Work order:
Through the line that contains "box: [14, 178, 793, 527]", return the data below exactly, starting at its first line; leave the rest out.

Excerpts from a dataset:
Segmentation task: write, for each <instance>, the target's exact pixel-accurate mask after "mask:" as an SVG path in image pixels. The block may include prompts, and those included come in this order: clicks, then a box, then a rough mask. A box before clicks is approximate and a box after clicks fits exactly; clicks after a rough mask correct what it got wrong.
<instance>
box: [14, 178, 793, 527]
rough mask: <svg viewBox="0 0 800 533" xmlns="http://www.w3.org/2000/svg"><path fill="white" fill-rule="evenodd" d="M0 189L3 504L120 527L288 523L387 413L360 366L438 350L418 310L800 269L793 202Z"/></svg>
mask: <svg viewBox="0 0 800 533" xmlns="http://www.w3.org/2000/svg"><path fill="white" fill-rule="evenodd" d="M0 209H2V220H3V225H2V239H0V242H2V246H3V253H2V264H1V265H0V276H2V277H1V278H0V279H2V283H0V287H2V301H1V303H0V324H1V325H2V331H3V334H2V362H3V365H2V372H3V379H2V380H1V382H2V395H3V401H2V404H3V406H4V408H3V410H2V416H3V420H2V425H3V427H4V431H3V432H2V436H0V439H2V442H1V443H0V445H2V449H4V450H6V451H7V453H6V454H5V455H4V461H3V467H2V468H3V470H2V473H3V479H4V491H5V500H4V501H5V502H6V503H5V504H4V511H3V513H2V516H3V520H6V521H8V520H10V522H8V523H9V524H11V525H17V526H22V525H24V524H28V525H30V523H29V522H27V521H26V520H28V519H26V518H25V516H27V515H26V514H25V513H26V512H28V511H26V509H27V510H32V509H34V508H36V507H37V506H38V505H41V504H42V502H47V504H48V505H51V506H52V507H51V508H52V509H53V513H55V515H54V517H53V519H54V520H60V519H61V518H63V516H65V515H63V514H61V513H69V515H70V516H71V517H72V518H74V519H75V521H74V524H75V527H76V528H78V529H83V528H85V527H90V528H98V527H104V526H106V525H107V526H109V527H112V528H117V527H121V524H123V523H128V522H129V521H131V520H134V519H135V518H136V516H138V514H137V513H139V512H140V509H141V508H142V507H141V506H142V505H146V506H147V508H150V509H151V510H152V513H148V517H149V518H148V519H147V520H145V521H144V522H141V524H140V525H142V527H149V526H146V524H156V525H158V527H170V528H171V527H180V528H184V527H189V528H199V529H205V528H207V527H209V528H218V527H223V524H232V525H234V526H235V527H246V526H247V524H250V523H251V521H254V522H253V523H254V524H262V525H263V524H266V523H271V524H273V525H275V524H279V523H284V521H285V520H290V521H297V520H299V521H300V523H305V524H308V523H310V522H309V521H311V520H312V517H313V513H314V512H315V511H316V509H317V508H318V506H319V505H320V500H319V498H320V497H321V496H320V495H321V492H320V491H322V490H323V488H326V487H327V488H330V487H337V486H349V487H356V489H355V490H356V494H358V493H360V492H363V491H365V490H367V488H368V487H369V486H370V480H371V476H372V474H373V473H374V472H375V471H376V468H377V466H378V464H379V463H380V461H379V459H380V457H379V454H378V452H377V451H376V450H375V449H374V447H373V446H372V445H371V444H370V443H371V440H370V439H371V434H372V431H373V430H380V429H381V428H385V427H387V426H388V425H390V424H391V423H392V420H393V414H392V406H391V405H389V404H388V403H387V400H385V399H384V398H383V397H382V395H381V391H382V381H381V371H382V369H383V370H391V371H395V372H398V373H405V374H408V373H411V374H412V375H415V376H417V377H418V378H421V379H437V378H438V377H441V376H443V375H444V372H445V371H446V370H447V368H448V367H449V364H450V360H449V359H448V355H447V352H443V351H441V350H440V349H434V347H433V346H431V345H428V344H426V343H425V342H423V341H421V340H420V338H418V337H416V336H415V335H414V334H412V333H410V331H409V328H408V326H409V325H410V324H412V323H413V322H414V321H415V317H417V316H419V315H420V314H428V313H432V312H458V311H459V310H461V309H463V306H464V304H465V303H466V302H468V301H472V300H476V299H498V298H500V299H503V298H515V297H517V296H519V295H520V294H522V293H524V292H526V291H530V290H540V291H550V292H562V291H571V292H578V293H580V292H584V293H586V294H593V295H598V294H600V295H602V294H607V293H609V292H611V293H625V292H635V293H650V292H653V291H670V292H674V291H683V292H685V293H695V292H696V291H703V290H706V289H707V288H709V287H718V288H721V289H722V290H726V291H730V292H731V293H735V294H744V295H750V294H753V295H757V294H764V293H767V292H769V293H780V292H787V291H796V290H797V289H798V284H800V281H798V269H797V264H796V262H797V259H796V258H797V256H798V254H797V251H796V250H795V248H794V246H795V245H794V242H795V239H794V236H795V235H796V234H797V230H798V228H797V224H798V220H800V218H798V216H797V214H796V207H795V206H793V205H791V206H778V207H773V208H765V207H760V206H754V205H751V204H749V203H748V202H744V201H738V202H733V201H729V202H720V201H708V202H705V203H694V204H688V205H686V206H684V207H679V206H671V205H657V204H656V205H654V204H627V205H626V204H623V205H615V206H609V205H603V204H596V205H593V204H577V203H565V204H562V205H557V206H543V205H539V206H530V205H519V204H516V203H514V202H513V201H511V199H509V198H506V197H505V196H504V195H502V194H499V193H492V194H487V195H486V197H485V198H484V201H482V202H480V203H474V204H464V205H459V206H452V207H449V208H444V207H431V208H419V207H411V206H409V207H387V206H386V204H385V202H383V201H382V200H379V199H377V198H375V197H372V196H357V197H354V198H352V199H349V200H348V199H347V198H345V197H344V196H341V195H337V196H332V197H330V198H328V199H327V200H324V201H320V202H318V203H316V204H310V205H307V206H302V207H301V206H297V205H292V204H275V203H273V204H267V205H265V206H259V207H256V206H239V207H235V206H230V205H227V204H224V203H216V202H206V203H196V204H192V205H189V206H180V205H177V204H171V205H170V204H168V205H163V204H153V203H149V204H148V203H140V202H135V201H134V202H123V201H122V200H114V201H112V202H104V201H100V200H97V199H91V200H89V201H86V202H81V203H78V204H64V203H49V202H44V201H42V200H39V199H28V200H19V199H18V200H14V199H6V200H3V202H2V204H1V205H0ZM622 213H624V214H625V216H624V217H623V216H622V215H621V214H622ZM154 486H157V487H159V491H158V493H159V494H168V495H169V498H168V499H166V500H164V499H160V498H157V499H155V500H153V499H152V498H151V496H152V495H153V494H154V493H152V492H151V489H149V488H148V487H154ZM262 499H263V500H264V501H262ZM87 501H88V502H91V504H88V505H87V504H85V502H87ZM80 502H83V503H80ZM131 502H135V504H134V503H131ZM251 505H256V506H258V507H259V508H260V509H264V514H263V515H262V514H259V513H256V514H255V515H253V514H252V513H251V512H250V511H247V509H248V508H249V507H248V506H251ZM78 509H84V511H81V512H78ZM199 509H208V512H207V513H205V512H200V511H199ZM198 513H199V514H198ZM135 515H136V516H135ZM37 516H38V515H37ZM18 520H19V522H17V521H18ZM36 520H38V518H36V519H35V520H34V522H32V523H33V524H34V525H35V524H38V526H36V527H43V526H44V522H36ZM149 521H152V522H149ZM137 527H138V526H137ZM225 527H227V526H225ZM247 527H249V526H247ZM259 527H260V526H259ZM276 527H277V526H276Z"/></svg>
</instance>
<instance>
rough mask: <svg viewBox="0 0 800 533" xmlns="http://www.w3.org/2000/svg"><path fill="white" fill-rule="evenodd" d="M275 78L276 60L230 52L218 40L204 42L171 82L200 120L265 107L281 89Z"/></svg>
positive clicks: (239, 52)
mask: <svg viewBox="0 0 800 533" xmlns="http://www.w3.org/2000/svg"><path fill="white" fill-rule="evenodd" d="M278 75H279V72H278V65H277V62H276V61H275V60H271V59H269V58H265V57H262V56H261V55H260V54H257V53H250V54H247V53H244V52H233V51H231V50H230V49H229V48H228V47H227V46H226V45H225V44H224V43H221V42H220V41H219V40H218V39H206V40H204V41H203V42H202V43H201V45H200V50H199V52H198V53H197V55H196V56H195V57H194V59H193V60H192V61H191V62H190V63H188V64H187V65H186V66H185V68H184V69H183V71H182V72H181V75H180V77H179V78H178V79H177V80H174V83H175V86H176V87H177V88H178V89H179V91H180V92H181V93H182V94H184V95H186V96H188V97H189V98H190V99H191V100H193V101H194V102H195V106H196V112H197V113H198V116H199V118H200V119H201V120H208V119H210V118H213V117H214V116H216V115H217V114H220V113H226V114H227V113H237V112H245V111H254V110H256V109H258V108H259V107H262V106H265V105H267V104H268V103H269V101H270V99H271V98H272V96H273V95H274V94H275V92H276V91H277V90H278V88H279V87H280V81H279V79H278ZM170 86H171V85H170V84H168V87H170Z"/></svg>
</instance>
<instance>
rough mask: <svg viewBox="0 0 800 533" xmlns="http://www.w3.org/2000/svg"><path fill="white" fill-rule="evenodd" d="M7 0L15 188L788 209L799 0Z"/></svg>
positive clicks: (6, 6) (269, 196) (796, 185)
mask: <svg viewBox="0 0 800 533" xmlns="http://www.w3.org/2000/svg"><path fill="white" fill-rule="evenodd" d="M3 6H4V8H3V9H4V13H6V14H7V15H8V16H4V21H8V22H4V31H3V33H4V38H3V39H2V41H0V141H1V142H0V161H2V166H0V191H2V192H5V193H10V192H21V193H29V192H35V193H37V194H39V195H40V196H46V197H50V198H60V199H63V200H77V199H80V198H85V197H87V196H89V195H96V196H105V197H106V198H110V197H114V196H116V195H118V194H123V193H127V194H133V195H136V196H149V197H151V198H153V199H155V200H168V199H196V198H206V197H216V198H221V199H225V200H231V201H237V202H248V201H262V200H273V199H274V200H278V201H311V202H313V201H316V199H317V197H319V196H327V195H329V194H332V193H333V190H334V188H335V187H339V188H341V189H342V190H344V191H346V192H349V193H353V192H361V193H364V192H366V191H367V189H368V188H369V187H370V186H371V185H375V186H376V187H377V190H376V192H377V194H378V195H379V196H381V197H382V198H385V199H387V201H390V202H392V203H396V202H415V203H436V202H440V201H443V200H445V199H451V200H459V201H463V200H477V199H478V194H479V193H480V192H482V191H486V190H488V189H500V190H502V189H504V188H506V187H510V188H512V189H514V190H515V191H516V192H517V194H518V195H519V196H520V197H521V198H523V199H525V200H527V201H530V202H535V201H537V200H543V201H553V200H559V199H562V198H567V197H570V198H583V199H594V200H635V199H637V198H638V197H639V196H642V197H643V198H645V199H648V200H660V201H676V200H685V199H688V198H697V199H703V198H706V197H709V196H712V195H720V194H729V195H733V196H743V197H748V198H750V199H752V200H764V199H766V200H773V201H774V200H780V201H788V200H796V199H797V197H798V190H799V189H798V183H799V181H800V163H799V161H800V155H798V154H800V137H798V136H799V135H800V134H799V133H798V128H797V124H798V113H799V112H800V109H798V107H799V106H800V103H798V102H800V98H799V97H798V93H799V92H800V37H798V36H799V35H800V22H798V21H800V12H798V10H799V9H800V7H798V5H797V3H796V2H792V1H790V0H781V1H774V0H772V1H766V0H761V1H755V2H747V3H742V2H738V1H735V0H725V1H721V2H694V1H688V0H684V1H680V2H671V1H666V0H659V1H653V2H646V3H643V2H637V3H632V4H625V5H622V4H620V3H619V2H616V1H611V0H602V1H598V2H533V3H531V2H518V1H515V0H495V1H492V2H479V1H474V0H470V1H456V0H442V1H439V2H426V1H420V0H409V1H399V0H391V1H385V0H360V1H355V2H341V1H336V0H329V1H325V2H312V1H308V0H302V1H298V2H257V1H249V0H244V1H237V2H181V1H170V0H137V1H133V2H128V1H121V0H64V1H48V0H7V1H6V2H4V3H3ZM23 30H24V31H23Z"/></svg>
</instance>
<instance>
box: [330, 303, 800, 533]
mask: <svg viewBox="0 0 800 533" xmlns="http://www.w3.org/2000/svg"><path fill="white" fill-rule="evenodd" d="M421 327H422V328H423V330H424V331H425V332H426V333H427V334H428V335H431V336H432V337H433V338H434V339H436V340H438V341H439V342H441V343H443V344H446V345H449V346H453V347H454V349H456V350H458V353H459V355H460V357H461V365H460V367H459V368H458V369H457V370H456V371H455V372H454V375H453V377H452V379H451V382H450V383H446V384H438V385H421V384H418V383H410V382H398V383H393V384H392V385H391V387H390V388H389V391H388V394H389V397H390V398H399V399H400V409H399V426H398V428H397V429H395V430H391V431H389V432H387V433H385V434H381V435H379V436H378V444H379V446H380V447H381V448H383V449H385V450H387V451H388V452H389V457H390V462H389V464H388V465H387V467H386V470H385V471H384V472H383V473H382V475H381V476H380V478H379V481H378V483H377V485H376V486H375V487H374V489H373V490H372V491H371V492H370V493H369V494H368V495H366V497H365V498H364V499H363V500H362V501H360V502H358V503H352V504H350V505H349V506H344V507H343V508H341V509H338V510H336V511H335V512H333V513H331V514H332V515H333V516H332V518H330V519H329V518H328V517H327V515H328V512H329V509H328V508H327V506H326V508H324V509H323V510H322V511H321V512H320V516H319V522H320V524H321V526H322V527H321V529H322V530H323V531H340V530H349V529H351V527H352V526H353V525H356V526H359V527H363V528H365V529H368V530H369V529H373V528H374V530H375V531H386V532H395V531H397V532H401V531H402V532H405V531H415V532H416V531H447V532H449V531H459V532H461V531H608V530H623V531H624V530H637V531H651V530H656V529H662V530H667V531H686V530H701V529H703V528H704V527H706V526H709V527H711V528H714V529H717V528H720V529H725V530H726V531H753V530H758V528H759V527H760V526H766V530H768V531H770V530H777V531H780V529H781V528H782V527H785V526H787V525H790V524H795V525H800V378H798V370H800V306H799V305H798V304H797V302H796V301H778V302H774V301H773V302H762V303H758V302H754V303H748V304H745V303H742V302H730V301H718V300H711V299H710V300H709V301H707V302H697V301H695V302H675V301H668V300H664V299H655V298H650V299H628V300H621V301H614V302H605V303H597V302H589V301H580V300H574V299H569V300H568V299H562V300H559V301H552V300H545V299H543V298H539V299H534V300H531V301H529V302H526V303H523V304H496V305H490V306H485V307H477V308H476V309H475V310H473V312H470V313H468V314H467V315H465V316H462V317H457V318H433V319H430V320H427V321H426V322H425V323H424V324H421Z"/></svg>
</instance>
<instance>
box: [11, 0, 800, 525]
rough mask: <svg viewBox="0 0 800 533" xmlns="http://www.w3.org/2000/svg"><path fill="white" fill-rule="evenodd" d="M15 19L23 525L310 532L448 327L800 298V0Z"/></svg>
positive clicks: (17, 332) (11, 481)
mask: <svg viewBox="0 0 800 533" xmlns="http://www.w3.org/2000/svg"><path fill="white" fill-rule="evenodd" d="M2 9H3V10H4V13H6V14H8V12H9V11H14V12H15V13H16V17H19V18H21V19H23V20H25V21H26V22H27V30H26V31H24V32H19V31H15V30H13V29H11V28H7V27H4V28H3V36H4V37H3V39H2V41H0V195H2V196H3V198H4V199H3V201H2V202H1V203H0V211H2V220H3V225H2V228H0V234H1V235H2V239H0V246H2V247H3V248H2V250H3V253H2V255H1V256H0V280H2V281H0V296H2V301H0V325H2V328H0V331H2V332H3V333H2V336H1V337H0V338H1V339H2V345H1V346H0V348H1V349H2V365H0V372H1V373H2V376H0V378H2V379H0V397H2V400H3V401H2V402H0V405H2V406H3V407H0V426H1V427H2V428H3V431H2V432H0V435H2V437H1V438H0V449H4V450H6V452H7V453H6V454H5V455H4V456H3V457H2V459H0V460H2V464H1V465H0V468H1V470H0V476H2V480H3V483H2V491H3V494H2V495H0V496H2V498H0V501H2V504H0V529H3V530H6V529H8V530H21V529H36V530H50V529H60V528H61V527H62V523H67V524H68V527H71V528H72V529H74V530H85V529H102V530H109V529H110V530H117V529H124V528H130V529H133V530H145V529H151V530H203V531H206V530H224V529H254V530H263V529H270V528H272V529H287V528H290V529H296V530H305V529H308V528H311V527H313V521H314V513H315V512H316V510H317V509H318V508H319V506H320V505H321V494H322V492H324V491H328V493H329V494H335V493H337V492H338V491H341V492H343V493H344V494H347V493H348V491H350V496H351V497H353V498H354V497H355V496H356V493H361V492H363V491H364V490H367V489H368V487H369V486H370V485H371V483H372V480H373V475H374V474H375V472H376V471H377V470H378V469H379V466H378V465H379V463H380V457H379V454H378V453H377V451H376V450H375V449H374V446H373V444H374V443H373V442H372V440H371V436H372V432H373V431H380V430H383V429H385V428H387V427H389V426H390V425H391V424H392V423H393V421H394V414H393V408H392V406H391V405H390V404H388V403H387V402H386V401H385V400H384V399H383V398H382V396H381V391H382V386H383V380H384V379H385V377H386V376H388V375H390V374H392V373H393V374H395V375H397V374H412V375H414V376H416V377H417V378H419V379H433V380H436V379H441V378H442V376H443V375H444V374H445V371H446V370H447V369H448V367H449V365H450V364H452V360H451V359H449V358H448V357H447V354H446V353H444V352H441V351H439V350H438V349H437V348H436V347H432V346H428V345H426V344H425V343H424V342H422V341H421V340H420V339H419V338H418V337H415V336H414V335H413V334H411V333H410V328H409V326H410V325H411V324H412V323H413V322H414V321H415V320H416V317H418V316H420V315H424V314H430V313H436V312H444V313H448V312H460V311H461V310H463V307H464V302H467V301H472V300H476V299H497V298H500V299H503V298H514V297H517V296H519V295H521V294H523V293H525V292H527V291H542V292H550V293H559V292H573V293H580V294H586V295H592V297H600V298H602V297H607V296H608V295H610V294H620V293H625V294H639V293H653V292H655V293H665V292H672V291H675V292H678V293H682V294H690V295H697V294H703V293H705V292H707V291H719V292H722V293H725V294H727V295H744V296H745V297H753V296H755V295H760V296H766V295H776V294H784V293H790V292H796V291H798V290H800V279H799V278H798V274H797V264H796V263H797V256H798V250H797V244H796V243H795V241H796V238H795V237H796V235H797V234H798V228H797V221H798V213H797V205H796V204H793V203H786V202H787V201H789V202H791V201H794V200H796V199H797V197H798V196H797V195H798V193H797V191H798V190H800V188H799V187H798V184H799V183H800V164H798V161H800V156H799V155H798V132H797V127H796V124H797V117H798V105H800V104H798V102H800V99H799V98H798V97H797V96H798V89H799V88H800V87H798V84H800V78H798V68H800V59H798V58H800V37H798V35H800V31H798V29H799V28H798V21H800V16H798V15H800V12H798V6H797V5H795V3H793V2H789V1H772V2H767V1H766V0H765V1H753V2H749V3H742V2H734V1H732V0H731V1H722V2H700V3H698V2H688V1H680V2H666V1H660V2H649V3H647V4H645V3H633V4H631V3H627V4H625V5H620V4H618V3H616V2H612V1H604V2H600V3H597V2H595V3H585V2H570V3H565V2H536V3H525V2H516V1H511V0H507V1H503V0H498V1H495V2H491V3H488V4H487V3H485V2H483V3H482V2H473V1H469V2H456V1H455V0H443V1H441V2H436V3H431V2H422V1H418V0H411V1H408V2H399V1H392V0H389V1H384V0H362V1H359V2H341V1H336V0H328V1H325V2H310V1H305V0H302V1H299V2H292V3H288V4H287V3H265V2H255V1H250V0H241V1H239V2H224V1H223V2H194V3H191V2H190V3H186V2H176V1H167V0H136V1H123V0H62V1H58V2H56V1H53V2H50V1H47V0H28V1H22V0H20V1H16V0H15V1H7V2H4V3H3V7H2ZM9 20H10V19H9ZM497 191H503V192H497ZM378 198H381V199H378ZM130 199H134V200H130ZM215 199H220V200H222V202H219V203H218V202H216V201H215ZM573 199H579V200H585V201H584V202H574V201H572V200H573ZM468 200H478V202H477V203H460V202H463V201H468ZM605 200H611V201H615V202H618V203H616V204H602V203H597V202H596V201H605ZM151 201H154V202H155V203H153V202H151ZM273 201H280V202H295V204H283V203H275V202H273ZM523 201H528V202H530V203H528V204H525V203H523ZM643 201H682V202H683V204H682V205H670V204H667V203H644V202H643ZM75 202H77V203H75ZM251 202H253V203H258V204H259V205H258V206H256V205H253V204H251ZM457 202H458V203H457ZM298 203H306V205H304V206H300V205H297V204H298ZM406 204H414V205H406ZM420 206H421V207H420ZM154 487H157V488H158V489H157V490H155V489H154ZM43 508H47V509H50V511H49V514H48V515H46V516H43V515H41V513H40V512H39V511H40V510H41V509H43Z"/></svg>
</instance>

Answer space:
Segmentation task: write, for each <instance>, the target's exact pixel-accurate mask after "mask:" as an SVG path in image pixels. The block may include prompts, and those included come in this order: clicks, then a box, then a rough mask. A box before clicks is approximate and a box after clicks fits exactly; clicks after a rough mask correct what it got wrong.
<instance>
box: [14, 178, 793, 527]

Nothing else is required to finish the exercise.